# What is asked
Could you write out the whole listing below again, swapping every "photo" for "image" and changing nothing else, with the pictures left out?

# Stored rows
▶

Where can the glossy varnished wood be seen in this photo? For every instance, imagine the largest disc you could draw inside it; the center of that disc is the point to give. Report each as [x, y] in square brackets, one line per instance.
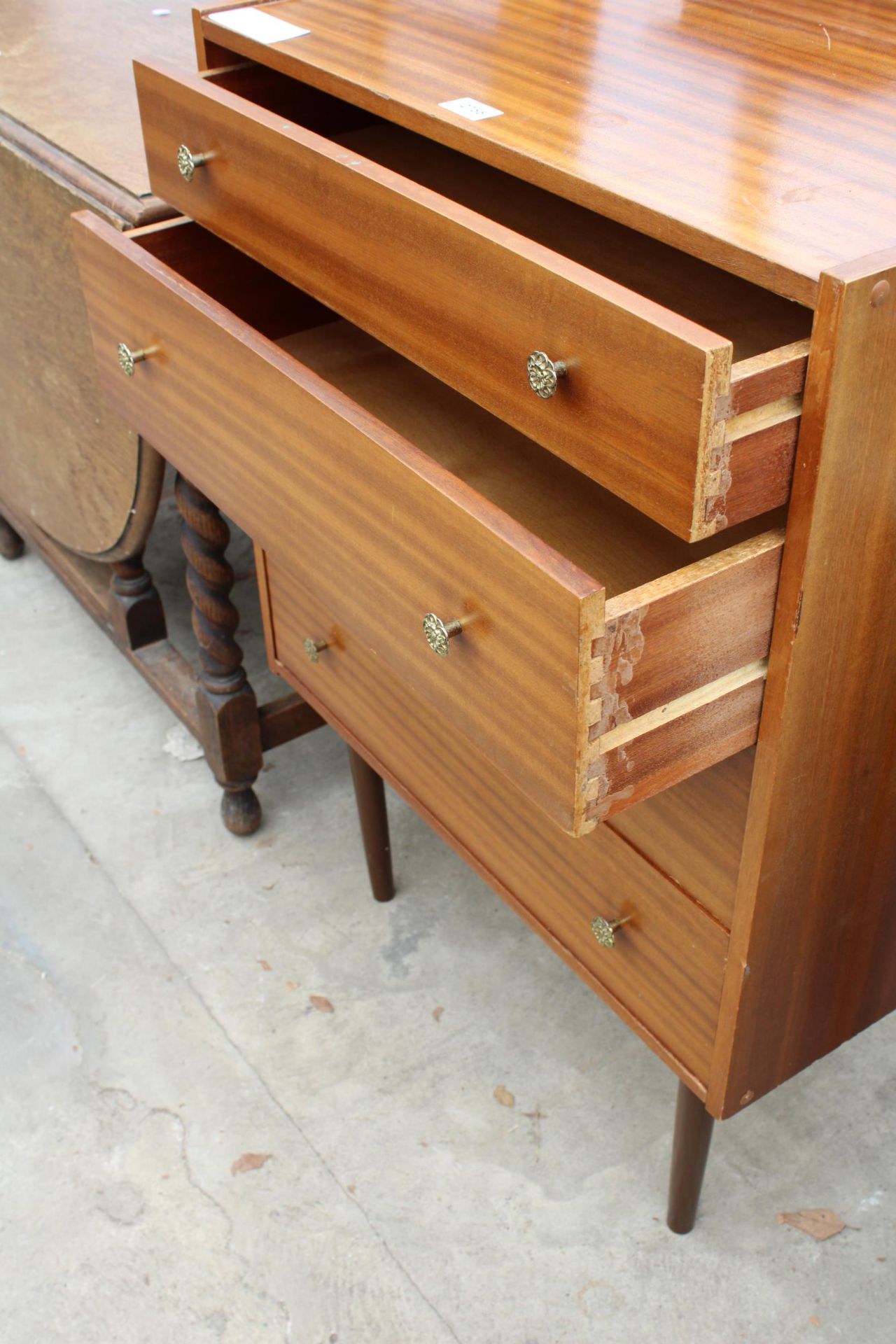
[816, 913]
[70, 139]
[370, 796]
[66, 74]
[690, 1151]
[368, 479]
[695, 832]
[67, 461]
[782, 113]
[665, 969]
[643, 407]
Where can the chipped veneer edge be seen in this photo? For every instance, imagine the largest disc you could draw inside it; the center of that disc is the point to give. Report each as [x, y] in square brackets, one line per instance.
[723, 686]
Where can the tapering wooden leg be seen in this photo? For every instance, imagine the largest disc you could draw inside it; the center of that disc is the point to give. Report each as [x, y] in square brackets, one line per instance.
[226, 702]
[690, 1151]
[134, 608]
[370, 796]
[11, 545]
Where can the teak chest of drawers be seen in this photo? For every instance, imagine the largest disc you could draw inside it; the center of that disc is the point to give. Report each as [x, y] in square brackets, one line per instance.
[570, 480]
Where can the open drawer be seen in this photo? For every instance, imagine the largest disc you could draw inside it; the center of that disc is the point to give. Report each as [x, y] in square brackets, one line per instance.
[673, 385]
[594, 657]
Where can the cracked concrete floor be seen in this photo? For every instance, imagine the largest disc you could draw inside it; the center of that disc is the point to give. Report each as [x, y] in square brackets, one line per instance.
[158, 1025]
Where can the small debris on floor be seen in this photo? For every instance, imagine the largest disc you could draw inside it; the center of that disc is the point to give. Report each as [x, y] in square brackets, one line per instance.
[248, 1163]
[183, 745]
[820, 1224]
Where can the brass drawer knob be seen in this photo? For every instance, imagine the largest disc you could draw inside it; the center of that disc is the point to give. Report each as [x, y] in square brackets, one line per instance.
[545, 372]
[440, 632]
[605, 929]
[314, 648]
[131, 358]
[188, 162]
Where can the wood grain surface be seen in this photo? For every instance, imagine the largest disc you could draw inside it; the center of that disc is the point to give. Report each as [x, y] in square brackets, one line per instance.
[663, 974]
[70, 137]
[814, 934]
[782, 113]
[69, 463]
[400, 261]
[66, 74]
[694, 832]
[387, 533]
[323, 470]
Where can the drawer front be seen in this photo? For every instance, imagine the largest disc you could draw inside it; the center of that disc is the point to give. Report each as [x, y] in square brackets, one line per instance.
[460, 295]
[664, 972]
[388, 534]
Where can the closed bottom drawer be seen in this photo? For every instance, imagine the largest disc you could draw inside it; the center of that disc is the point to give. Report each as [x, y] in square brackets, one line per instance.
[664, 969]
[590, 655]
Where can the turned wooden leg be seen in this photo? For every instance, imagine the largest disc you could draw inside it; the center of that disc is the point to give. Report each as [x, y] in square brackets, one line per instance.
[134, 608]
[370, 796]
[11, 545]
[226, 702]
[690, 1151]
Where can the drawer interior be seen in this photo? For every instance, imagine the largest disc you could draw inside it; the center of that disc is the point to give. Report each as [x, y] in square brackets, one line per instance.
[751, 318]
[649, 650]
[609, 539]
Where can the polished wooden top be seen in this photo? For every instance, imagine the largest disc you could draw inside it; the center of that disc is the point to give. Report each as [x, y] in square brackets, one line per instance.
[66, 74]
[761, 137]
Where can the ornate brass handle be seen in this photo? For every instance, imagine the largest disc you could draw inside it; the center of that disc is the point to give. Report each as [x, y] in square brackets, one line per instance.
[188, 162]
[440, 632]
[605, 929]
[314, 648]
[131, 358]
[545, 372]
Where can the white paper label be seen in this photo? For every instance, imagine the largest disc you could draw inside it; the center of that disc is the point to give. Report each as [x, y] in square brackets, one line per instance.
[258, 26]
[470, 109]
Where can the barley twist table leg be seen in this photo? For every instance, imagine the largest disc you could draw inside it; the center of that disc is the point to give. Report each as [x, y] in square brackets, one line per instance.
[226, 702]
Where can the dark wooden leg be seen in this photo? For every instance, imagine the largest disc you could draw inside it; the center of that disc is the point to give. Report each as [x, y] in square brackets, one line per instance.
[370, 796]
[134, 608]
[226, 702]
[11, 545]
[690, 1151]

◀

# Complete answer
Where can the glossy varnished wood be seen in this image? For every instance, imagine the largest disc you could draw inside it; the center of that disc is the point to give. Report each as [x, y] in square brackets, one line per instance.
[816, 913]
[70, 139]
[370, 796]
[66, 74]
[690, 1151]
[368, 479]
[695, 832]
[67, 461]
[782, 113]
[665, 969]
[643, 407]
Where can the chipped veneer edge be seen in this image? For every instance, imagine the largest disc you could draw inside it; the center of that disc is the point to give. Report each as [x, y] in square brackets, one line per instance.
[723, 686]
Where can the tapering wooden leg be seen in this image? For every instance, imagine the largest disc you could draw inside it; the center of that disc is the point to give. Report each as [x, y] in square brackets, one line per instance.
[226, 702]
[690, 1151]
[134, 608]
[370, 796]
[11, 545]
Where can the teak chest of drawers be seen in this image? For every instance, imagine the largest disc you could draw inside it; the center of that disc is the point to give. Report each as [x, y] in square brackets, one line per instance.
[570, 480]
Where can the open drawer be seen in this image? For every instance, imagine the largest disc you could draw inside it; the center of that disc is the point to give. Report each as [x, y] in square brackets, one line per instance.
[673, 385]
[594, 657]
Where can the cracked concrete floor be seen in this image? For every instance, imagine the largest disc you could draw inside it; the center of that disc is the point to give. Report each as [x, y] in square brackets, one line per instance.
[158, 1025]
Where can the small debris on floor be seen in this image? For every instance, imagine the largest disc you could draw inside it; the center of that disc is the point to give. Report each as [x, y] in square brackets, one line per instance.
[248, 1163]
[183, 745]
[820, 1224]
Where can the brass drawer knob be seen in this image? For every instance, imagine the largest disc you could draw inside it; the center of that disc is the point to give. Report each as [x, y] in square brackets, one line per instance.
[545, 372]
[440, 632]
[605, 929]
[314, 648]
[131, 358]
[188, 162]
Where can the wood grain surface be seen in this image? For every instance, imagine the largest disc you could draw inside it; the center of that disc is the point to give. Report each as [x, y] in square brackets, one line per instance.
[663, 974]
[70, 137]
[814, 934]
[782, 113]
[69, 463]
[400, 261]
[66, 74]
[694, 832]
[387, 533]
[323, 470]
Where can the drawer front be seen in this image? For every instance, imagine the largest disc you could draw inside it; the center of that disc is the point to give. Report each as [x, y] in square brackets, one line per instance.
[460, 295]
[664, 972]
[388, 534]
Where can the closed bottom drawer be seen in this image? For every instance, imagine the largest disc you could draw inside it; the center of that disc is the point to give. Report each as [x, y] in square brackets, one line per instance.
[664, 969]
[590, 655]
Where can the turned wooden leg be seen in this image? For every instance, imagine the largest disc you could draw inside it; the center of that disc is the point to give. Report each as [x, y] in square brackets, one line per instance.
[134, 608]
[370, 796]
[11, 545]
[226, 702]
[690, 1151]
Where can the drawer interior be seen in this image? For every instance, imagine the largest disc you could draw inside it; the center of that disc is the point to give. Report each as [x, y] in square brackets, one line per instance.
[751, 318]
[649, 650]
[609, 539]
Where can the polished wooden top be seen in this image? For every instance, imagine the largest disc you could draw inside it; the center of that disc is the point to give. Report each as [x, y] in square brackets, one line per instance.
[66, 74]
[761, 137]
Where can the ornate brass handle be seen in this image? For every instance, imagine the largest disc you could draw inside it; the center of that disc is the point to give. Report each as [x, y] in square brackets, one line per instance.
[188, 162]
[440, 632]
[605, 929]
[314, 648]
[131, 358]
[545, 372]
Where can the white paper label be seen in this image? For every instance, imagine the largest disc you could draw inside it; the center of that disc is the point to give. Report each as [x, y] in square brackets, one line per instance.
[258, 26]
[470, 109]
Where can the barley twist table leg be seen in this image? For every instance, imagine the largest disc you could draw inside it; the center of that disc is the point to give. Report each as [x, y] in square brackets, one line per instance.
[226, 702]
Where can the dark wooden leg be seen in this image? For every instance, imagine the largest disc you could draw inside it; the center of that disc is the point to give. Report each as [x, y] in square brackets, one line per instance.
[370, 796]
[134, 608]
[226, 702]
[11, 545]
[690, 1151]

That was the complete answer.